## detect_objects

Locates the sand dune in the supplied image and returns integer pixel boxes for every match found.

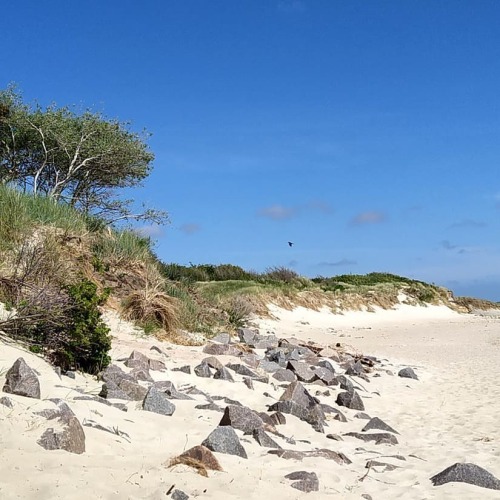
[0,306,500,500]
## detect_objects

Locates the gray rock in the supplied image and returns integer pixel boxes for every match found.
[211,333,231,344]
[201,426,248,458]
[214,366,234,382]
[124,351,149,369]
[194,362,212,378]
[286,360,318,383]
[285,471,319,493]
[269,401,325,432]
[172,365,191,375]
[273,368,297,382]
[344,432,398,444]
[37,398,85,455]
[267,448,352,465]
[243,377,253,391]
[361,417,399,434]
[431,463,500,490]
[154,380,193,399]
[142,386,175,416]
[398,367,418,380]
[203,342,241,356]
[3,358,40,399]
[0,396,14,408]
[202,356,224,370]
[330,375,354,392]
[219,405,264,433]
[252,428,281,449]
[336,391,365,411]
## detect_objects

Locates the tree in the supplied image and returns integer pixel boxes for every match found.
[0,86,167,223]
· · · · · · ·
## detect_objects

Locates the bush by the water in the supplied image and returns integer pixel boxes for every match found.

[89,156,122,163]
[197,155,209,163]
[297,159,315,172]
· · · · · · ·
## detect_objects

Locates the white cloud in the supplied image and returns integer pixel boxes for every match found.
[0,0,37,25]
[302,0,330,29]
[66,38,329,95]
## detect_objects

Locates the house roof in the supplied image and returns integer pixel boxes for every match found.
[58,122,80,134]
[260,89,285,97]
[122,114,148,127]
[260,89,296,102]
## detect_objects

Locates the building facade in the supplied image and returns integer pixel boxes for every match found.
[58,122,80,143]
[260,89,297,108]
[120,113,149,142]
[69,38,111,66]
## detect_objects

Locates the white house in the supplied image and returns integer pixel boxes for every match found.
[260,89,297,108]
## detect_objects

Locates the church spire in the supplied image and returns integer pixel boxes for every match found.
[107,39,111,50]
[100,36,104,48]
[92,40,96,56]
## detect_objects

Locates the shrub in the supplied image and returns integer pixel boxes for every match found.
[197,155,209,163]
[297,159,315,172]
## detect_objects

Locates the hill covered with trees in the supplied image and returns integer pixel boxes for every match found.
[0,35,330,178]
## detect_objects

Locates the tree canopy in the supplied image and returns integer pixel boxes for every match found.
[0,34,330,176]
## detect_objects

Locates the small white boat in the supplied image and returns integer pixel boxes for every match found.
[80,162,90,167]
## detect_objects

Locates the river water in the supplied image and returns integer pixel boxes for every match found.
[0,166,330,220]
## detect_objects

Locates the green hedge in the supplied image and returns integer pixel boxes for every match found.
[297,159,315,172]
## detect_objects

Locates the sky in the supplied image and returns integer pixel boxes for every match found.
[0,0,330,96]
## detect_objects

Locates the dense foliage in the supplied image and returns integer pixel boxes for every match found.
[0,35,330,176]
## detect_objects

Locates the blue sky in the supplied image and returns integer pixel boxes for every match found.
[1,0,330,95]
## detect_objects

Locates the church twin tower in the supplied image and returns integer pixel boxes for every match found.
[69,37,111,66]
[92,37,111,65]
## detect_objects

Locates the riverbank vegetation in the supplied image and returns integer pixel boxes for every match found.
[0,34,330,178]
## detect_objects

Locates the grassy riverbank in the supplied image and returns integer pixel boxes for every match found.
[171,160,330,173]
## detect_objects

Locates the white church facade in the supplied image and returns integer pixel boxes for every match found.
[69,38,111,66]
· · · · · · ·
■ Directions for this task ■
Show every line of the entries that contains the string "riverbank". Case counts.

■ Reply to the exercise ■
Locates the riverbank vegetation in the supplied image and returns integer pixel boxes for every match found.
Locates the grassy riverbank in the supplied image and returns integer pixel boxes for every match found.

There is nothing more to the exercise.